== SUPPLIED TEXT

WHAT WOULD Albert Camus have made of Thierry Henry's handball, asks Ruadhán Mac Cormaic
With what pithy soundbyte would he, a one-time college team goalkeeper who claimed football taught him everything he knew about morality, have encapsulated last week’s clash between the Irish penchant for martyred indignation and the modern French propensity for self-flagellation? What would he have deemed the appropriate moral response to an unmerited win achieved by sleight of hand? Where would he have stood on video evidence? As it happened, the late writer, philosopher and Nobel laureate did return to the news pages last week. But not even the revelation that Nicolas Sarkozy hopes to disinter Camus’s remains and transfer them to the Panthéon – the Parisian mausoleum where great Frenchmen are buried – could dislodge the saga of last week’s France-Ireland match from the public mind. We may not know what Camus would have thought about it, but we do have the benefit of a great many living French philosophers’ reactions, because for three or four days they, along with every politician and pundit in France, expounded on little else.

====
== EXCERPTED RECORDS

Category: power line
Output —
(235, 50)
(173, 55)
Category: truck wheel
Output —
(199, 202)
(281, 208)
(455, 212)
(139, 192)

====

WORK TASK 1:
List every role or title the Camus article gives Albert Camus.
WORK TASK 2:
Answer these from the Camus article:
(a) Who hopes to move Camus's remains to the Panthéon?
(b) How does the article describe the Panthéon?
(c) For how long did French philosophers, politicians and pundits expound on little else besides the match?
The lines are separate material from the Camus article.

OUTPUT 1:
- one-time college team goalkeeper
- writer
- philosopher
- Nobel laureate

OUTPUT 2:
(a) Nicolas Sarkozy
(b) The Parisian mausoleum where great Frenchmen are buried
(c) Three or four days